Excerpt provided —
That month, the Senate Judiciary Committee released notes taken by FBI agents during February 2017 interviews with Igor Danchenko, Steele’s “subsource” and the dossier’s effective author. A Washington think tank journeyman jailed years earlier on multiple public intoxication and disorderly conduct charges and investigated by the FBI for potentially serving as a Kremlin agent, Danchenko admitted he had been fed much of the dossier’s salacious content by his Russian drinking buddies, who lacked any high-level access. Steele then embroidered their dud information further.
Other striking passages in the leaks refer to a conversation between GPW and “a source from within the business intelligence sector in London [who] knows Christopher Steele well, both socially and professionally, and is familiar with his company.” They relayed various details and “commentary” gleaned “directly from speaking to Steele.” For example, they noted that contrary to its self-description as a “leading corporate intelligence consultancy,” Orbis was “not a major operation” and seemed to employ just two junior analysts “who looked like recent graduates.”
The source revealed that “other, larger firms in the sector were approached before Steele and turned the work down before he took it on,” and the dossier was his solo project. “The rest of the company wasn’t involved at all, either to help on the research side of things or to look through the product before it went out,” and “Steele basically collated the information himself.” They further suggested the dossier’s sources let their imaginations run wild, believing their claims would never see the light of day:
I think they got carried away — they didn’t think the material would ever be made public because at that point it was very unlikely that Trump was going to get into power…Steele was rather naive about the whole thing. He didn’t think that it would get exposed in the way it did.”

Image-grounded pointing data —

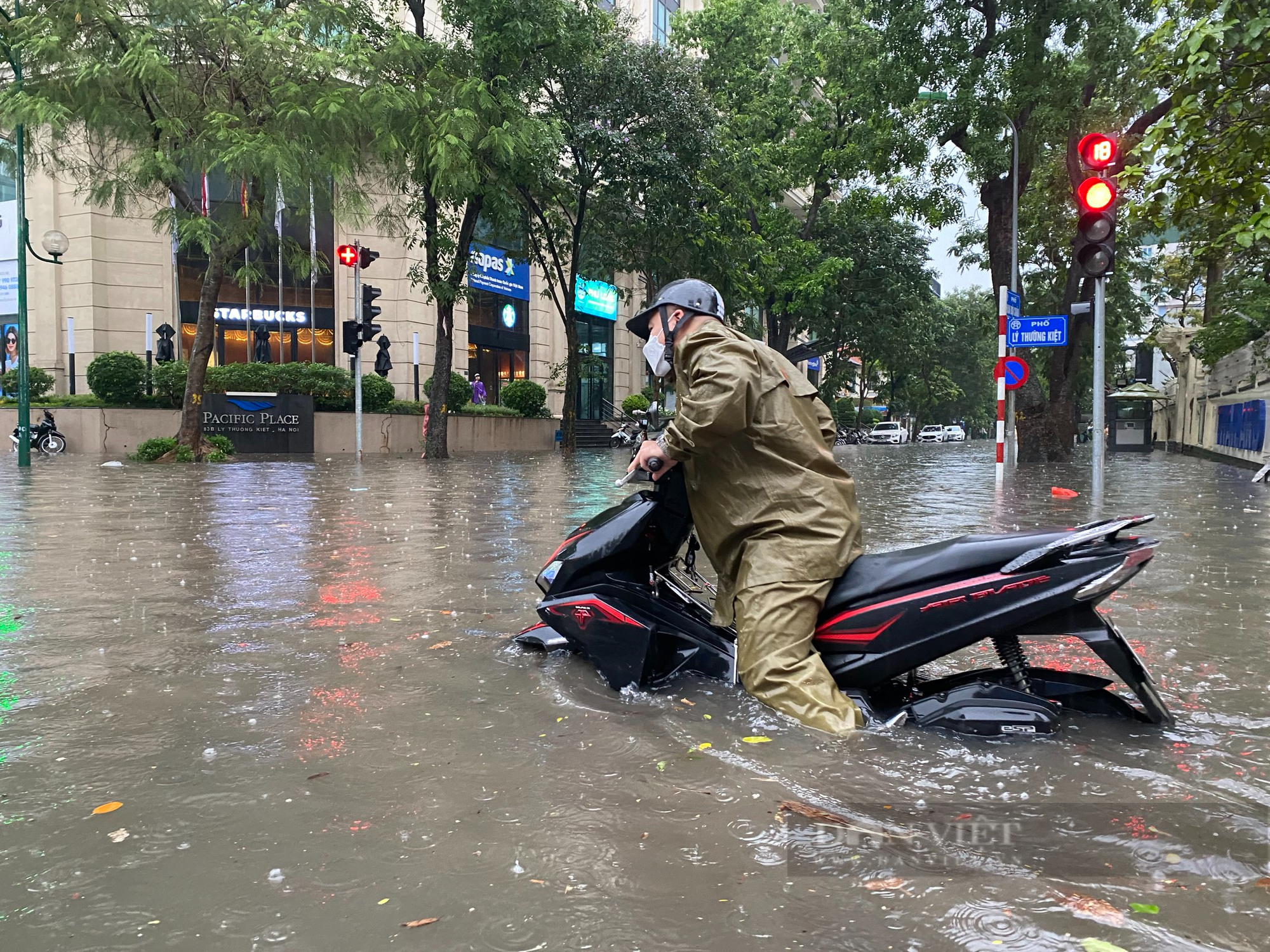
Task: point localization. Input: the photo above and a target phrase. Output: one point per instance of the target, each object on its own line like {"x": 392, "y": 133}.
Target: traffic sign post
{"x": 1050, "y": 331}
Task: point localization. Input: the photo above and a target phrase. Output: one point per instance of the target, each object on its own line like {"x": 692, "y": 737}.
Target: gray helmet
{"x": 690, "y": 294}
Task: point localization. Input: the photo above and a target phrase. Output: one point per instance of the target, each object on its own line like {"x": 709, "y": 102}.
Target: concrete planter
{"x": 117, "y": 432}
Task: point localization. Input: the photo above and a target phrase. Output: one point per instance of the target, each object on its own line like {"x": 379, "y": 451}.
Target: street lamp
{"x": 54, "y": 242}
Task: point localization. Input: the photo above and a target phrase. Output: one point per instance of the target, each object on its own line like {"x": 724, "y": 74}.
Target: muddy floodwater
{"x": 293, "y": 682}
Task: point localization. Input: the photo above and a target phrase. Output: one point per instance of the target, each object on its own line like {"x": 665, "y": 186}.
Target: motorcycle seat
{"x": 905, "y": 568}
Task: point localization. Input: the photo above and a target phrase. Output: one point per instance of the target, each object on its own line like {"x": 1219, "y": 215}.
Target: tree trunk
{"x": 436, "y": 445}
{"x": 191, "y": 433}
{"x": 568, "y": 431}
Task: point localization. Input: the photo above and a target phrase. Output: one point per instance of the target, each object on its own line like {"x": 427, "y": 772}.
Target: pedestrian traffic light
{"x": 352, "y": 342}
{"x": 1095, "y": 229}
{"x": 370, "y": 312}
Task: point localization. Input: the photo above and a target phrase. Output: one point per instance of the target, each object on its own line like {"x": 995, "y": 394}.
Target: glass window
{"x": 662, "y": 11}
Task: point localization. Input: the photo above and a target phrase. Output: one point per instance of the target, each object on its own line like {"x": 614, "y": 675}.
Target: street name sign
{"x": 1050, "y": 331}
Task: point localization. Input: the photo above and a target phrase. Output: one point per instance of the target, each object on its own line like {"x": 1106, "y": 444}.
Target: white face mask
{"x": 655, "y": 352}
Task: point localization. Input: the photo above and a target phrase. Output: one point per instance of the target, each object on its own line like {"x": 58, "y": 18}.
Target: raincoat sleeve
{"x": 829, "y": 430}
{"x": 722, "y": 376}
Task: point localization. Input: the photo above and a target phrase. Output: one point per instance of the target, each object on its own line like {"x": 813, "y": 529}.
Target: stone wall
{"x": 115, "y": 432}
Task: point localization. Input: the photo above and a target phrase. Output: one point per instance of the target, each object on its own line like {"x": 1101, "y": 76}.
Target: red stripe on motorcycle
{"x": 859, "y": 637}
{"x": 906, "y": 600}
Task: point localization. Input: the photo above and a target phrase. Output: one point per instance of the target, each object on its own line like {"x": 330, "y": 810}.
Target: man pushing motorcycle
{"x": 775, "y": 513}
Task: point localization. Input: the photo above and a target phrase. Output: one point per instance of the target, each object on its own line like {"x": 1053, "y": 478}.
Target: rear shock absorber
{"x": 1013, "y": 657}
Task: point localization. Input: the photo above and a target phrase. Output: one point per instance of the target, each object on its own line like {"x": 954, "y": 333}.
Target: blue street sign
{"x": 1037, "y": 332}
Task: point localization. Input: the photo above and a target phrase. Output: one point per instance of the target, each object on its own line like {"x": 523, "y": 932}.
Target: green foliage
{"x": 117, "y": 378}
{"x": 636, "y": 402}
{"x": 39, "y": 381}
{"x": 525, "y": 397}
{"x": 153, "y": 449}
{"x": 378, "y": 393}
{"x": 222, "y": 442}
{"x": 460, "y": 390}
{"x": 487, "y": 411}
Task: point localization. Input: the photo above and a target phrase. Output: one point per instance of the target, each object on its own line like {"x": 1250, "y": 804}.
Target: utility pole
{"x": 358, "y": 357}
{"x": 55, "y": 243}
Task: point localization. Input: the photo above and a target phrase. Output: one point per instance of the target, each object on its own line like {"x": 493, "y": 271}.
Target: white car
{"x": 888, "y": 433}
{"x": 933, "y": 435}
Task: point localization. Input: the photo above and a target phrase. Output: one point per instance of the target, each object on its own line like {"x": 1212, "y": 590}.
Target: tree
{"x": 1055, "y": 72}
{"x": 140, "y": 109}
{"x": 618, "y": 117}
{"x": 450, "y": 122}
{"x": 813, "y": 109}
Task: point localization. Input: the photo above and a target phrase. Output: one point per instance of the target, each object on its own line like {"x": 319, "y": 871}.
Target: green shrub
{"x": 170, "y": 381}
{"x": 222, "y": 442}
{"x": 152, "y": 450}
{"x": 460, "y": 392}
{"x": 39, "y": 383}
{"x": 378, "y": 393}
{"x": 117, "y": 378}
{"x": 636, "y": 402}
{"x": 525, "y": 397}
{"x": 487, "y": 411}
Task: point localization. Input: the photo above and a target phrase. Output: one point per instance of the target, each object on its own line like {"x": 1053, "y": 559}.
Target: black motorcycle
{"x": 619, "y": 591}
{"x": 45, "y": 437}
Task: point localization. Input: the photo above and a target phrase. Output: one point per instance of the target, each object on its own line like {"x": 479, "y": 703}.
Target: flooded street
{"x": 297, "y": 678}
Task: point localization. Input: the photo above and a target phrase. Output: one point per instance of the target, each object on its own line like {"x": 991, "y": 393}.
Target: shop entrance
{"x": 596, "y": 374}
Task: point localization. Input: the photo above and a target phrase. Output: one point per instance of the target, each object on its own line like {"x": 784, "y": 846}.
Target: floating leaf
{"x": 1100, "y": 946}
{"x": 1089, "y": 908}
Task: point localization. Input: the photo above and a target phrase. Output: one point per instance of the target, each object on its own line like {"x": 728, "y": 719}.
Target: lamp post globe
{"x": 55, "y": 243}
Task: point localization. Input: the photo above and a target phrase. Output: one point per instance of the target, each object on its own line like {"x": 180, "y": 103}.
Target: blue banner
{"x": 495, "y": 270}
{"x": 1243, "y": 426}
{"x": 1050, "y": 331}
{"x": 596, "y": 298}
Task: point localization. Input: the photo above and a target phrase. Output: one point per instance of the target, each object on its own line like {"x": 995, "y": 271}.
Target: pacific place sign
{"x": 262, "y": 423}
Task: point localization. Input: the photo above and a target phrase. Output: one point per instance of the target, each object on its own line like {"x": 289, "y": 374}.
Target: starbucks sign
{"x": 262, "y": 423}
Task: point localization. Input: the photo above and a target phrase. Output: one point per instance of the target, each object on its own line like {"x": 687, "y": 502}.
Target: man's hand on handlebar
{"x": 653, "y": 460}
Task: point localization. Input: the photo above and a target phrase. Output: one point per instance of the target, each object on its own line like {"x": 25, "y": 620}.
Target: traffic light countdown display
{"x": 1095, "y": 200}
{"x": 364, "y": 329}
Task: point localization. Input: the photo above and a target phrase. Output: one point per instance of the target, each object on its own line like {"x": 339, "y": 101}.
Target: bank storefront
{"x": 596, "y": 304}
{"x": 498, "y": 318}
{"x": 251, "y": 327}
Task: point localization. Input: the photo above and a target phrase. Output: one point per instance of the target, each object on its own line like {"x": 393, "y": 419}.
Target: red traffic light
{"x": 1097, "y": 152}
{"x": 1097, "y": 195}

---

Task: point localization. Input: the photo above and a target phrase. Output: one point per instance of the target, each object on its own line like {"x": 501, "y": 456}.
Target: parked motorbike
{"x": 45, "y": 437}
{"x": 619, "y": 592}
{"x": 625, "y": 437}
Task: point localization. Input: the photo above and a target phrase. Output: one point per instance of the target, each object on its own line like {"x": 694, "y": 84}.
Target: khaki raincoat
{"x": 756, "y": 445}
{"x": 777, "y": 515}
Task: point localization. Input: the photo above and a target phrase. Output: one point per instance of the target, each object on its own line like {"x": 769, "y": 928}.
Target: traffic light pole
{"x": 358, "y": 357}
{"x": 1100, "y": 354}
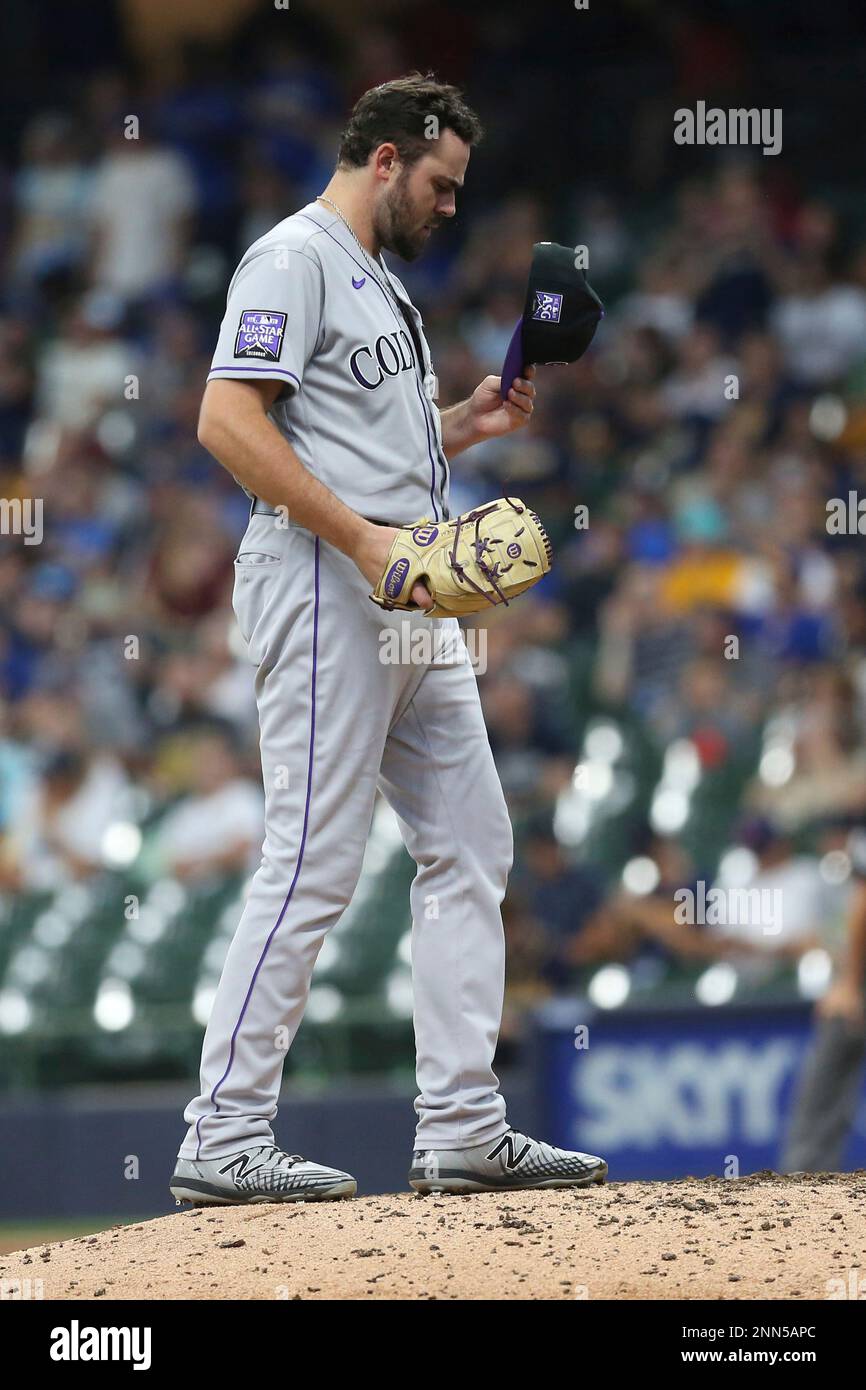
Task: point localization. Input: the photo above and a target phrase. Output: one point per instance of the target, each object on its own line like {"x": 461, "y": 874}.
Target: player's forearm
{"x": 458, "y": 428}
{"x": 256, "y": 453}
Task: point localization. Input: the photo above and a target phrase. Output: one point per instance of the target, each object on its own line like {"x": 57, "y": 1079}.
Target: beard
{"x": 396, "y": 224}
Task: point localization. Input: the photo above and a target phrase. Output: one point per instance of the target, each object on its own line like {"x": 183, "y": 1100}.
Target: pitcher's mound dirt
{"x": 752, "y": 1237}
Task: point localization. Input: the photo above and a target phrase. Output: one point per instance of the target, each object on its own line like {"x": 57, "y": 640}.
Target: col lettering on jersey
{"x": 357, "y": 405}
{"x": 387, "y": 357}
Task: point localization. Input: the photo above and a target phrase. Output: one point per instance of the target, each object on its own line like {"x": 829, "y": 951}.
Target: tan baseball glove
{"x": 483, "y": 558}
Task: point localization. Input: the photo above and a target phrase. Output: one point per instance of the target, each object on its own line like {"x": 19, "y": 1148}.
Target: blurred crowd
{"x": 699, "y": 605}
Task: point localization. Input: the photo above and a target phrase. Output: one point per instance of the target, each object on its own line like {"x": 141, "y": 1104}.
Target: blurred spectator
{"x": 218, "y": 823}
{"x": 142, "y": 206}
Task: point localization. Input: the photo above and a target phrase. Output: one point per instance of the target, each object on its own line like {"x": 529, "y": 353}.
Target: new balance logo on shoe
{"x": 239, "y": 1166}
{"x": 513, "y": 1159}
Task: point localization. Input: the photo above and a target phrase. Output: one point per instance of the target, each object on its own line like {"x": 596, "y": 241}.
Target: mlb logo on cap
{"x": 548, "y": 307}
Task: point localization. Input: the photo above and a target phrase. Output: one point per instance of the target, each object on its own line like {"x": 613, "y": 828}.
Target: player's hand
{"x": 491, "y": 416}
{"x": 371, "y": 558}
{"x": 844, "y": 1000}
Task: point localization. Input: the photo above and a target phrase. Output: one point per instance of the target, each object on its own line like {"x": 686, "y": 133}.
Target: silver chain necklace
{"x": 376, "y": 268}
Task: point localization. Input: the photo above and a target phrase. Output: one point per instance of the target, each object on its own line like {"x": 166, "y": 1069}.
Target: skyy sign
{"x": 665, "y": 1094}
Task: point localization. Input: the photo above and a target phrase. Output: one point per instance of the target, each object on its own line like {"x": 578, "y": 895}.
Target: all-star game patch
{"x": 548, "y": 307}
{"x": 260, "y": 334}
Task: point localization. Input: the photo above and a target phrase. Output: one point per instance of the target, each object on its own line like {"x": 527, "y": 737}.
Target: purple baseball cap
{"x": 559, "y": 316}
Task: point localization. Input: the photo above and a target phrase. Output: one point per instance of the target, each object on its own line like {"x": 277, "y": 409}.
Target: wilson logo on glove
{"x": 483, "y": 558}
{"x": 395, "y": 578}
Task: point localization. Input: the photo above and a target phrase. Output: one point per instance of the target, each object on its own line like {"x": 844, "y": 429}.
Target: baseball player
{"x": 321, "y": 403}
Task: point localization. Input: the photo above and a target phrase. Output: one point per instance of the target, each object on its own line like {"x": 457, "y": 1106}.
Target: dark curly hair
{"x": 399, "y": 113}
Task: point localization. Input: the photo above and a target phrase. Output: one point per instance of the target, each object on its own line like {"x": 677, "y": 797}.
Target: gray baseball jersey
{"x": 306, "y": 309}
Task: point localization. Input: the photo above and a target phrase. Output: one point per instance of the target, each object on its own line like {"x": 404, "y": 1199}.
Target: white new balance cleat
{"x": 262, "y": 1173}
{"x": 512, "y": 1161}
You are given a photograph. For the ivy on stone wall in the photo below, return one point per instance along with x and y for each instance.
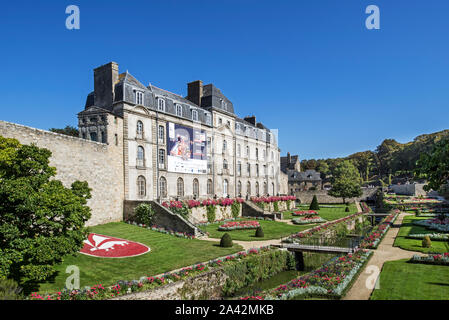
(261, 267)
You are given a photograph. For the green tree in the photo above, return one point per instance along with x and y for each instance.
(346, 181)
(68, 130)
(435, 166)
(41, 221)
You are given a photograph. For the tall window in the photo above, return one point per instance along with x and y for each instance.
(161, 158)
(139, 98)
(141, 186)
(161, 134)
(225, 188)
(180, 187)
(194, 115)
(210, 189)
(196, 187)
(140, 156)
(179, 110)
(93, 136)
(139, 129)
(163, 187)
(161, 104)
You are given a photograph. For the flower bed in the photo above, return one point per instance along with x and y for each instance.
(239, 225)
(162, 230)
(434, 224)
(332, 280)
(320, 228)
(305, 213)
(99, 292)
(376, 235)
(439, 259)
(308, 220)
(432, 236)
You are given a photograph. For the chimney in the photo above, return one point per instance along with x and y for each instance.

...

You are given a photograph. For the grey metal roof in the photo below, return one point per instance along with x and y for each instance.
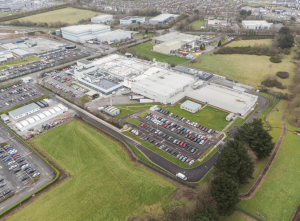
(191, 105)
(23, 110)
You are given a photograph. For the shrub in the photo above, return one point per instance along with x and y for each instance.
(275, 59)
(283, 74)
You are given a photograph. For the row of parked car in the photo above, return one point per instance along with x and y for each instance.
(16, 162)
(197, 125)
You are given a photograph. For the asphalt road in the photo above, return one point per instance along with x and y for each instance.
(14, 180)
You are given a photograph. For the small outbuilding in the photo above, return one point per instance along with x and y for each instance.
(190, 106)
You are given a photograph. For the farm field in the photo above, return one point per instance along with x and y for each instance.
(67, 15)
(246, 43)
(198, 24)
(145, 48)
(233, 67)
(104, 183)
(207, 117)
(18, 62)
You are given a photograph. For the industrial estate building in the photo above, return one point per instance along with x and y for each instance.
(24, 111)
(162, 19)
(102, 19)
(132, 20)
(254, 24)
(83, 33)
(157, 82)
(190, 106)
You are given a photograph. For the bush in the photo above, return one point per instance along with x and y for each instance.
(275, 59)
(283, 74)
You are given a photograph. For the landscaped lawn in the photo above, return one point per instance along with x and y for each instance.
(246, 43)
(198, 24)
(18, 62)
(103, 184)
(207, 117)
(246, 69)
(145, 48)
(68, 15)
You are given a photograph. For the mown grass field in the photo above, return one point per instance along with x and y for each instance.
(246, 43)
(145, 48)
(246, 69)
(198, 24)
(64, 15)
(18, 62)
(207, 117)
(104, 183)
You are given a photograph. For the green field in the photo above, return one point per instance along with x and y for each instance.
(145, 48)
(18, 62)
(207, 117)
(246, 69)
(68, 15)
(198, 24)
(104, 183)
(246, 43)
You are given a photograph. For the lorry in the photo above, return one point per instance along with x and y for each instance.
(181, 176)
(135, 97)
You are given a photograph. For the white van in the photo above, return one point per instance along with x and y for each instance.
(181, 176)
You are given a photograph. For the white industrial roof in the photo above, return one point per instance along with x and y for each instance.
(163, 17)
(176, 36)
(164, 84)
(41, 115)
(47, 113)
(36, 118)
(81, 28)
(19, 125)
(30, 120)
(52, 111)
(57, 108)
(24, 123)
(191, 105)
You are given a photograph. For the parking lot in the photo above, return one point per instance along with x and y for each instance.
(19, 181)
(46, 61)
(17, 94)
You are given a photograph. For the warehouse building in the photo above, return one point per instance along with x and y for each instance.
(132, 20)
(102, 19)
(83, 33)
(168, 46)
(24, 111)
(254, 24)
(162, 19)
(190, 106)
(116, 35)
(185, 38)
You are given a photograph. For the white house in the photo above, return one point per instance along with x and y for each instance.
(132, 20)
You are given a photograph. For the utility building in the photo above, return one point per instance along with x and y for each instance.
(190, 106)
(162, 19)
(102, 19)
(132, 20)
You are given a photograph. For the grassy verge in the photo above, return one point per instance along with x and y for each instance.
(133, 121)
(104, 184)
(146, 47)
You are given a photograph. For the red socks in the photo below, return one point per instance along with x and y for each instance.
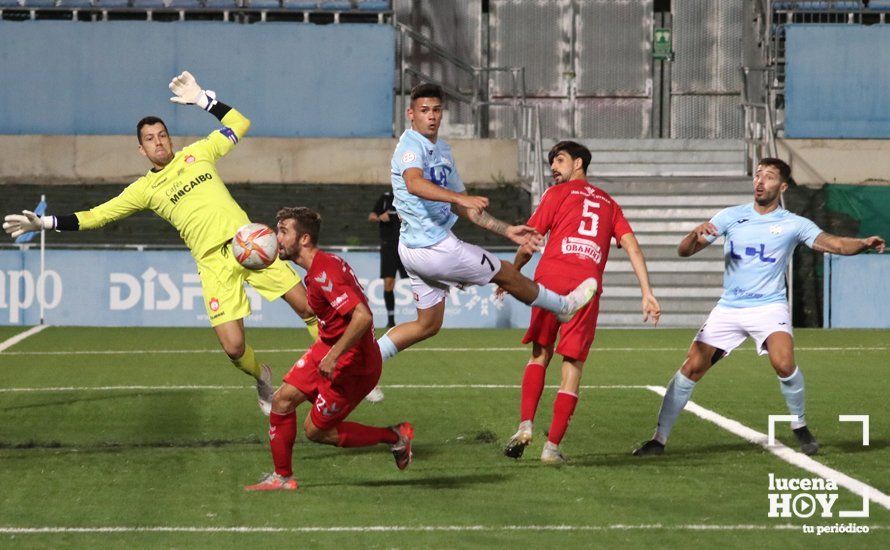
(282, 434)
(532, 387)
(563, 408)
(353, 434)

Tasks to carry out —
1. In the excerpt about the Steele dossier, who is identified as Steele's "subsource"?
2. Reproduce the part of the Steele dossier excerpt that opens with the words "That month, the" and ends after "dud information further.".

Expected responses —
1. Igor Danchenko

2.
That month, the Senate Judiciary Committee released notes taken by FBI agents during February 2017 interviews with Igor Danchenko, Steele’s “subsource” and the dossier’s effective author. A Washington think tank journeyman jailed years earlier on multiple public intoxication and disorderly conduct charges and investigated by the FBI for potentially serving as a Kremlin agent, Danchenko admitted he had been fed much of the dossier’s salacious content by his Russian drinking buddies, who lacked any high-level access. Steele then embroidered their dud information further.